[GOAL] Collect every line of the listing below that contains the string "cabinet", treating uppercase and lowercase letters as distinct.

[MATERIAL FOR THE TASK]

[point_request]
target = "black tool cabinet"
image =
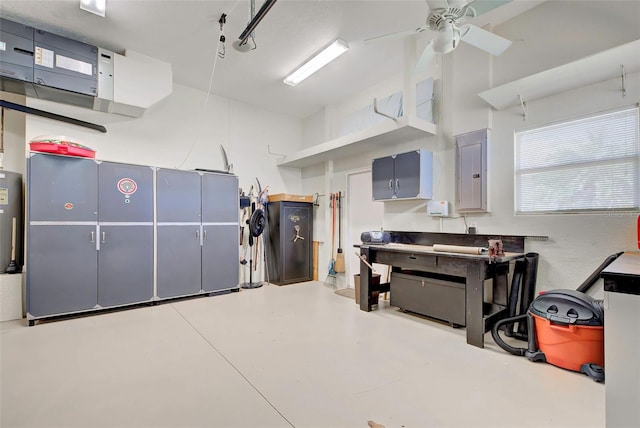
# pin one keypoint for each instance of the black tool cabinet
(289, 242)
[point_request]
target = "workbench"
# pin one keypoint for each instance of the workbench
(622, 340)
(414, 251)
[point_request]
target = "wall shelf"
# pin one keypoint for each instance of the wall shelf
(596, 68)
(388, 133)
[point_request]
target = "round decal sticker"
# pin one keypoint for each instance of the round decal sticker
(127, 186)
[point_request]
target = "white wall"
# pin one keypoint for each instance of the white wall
(547, 36)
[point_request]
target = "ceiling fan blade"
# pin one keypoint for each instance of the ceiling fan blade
(485, 40)
(437, 4)
(392, 36)
(484, 6)
(425, 58)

[THE REPLY]
target = "black tool cabinet"
# pin one keypoint for each instance of the black tool cabinet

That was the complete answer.